## SET TASK
Copy the data word for word, from its first line through the line containing "column 269, row 198", including both of those lines.

## RECORDS TO USE
• • •

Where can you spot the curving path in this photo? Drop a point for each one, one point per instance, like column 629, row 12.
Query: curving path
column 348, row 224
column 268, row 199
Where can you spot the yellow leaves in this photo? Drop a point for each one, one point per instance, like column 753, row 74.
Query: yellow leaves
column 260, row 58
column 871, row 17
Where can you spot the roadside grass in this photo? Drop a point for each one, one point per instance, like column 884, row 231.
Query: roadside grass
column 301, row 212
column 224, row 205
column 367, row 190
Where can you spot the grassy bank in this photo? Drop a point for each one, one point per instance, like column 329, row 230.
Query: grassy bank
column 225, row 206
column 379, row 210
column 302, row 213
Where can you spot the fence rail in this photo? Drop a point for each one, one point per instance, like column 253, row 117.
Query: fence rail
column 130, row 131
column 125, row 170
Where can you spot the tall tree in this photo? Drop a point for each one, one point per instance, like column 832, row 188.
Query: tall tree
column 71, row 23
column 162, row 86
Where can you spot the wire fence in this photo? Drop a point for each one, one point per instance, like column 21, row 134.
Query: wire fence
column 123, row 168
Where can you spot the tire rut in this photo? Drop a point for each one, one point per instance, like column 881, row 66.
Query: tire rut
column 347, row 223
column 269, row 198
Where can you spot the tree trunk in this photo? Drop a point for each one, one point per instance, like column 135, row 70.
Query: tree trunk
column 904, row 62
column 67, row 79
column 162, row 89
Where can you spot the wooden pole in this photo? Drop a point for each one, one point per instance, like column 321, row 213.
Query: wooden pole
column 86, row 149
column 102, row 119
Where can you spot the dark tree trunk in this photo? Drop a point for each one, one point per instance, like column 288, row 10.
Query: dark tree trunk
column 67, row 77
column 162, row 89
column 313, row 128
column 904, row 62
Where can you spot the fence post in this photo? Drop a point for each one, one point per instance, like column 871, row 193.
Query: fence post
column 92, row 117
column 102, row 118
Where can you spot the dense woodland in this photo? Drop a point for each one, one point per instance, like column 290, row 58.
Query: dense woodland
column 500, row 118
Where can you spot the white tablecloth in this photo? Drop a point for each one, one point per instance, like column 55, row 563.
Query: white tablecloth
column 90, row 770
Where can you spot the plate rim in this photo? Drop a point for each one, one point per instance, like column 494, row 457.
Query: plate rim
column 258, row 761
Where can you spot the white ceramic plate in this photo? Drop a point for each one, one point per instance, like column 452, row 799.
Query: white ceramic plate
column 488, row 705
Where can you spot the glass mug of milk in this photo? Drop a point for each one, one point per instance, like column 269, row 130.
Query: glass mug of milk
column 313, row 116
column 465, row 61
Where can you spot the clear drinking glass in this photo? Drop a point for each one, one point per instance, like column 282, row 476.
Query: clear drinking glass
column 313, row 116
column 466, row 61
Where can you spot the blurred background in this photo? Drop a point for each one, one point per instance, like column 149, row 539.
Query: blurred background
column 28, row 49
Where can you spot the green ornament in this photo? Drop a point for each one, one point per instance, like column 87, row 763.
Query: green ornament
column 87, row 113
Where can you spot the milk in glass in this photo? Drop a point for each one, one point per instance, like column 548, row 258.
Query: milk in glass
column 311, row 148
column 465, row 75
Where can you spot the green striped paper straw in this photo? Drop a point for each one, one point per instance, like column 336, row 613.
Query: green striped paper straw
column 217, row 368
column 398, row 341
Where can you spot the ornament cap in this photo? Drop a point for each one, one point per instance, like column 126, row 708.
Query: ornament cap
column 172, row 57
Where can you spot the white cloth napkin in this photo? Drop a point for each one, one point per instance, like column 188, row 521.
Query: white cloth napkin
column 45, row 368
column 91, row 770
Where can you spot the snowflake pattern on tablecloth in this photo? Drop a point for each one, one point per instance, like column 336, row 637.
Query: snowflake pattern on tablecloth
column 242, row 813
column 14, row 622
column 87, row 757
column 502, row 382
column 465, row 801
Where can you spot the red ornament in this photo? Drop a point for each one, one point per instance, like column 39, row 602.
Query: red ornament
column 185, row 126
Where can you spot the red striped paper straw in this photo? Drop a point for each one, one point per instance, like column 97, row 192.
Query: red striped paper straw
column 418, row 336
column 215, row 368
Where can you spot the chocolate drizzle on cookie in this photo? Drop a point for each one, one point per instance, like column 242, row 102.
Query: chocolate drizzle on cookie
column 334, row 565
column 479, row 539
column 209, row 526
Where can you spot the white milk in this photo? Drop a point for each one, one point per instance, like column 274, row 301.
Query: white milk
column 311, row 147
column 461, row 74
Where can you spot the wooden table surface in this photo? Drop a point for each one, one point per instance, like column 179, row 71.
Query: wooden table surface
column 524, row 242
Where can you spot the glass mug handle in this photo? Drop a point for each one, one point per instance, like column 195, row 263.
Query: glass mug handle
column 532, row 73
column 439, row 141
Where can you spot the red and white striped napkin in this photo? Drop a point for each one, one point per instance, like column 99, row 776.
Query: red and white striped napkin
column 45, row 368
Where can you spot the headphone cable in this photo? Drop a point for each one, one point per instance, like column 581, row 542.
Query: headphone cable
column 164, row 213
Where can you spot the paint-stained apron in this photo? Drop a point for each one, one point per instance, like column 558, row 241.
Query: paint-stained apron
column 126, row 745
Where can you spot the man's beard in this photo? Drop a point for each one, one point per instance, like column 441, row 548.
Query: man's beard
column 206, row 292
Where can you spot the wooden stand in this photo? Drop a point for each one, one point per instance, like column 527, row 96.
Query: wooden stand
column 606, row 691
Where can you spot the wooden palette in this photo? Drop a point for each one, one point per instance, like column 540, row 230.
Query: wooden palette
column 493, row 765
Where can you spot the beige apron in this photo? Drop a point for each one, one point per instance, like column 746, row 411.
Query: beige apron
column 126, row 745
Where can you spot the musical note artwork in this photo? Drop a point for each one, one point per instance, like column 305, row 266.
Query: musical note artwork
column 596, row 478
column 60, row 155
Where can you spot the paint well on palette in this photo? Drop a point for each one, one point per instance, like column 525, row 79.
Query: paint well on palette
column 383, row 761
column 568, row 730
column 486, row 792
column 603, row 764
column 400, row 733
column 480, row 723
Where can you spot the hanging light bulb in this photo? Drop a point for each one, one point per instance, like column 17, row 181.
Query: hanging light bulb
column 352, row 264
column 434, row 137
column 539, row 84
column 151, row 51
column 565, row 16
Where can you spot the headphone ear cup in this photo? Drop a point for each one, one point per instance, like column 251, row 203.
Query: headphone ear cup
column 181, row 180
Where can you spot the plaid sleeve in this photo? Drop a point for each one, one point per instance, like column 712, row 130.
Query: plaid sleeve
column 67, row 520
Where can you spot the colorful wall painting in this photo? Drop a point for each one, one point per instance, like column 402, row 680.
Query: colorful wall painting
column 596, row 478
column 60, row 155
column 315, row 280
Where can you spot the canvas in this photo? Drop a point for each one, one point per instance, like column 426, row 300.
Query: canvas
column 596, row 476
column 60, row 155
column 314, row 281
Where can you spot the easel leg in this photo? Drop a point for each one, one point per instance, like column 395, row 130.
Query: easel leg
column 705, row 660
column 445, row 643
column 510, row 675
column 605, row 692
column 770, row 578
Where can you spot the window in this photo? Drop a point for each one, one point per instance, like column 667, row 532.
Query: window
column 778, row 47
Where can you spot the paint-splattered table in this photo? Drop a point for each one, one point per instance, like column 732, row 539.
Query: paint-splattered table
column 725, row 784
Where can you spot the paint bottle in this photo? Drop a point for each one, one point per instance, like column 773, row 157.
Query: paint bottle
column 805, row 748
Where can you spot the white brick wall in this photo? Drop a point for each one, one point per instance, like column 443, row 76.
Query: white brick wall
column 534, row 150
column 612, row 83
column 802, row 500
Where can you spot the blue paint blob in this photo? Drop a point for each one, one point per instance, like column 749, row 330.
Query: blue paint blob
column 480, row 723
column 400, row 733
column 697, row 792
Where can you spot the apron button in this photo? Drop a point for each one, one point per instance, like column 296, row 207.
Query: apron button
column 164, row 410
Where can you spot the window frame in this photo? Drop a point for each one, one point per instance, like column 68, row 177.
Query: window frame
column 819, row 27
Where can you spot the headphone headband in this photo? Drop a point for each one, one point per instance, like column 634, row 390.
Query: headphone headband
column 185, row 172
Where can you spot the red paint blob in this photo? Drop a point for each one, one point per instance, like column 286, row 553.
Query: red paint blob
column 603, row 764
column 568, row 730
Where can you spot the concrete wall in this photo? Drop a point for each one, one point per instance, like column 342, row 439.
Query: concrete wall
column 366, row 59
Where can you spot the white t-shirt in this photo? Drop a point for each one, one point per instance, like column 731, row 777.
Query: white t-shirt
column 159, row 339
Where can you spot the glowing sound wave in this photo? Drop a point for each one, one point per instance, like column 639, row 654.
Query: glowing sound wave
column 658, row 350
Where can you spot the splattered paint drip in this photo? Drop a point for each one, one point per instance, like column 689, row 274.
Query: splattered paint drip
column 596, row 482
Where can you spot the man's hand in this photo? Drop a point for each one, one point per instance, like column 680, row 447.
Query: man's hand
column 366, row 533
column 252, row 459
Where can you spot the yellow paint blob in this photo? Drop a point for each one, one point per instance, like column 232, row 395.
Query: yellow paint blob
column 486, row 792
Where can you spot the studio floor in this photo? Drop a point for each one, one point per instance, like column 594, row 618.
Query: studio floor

• • •

## OUTPUT OF THE TASK
Where can you spot the curving path in this photo? Drop a point for each one, one point per instance, like column 629, row 12.
Query: curving path
column 348, row 224
column 268, row 199
Where can you spot the yellow leaves in this photo? Drop a point for each one, one point per instance, like column 753, row 74.
Query: yellow leaves
column 260, row 58
column 871, row 17
Where can you spot the roadside grass in this photo? Drop a point for each one, one point per instance, like column 884, row 231.
Query: roadside grass
column 301, row 212
column 224, row 205
column 367, row 190
Where can you spot the grassy bank in this photo? Drop a point for each one, one point per instance, like column 329, row 230.
Query: grassy bank
column 225, row 206
column 379, row 210
column 302, row 213
Where can you spot the fence rail in this photo? Drop a point for each one, one point per instance, like column 253, row 117.
Query: fence rail
column 130, row 131
column 125, row 170
Where can you spot the tall tree in this photo? Drop a point for each one, one point per instance, like column 832, row 188.
Query: tall tree
column 71, row 23
column 162, row 86
Where can you spot the wire fence in this photo? Drop a point for each one, one point per instance, like column 21, row 134.
Query: wire fence
column 123, row 168
Where can you spot the tire rut in this photo? Drop a point for each one, one point per instance, like column 881, row 66.
Query: tire rut
column 347, row 223
column 269, row 198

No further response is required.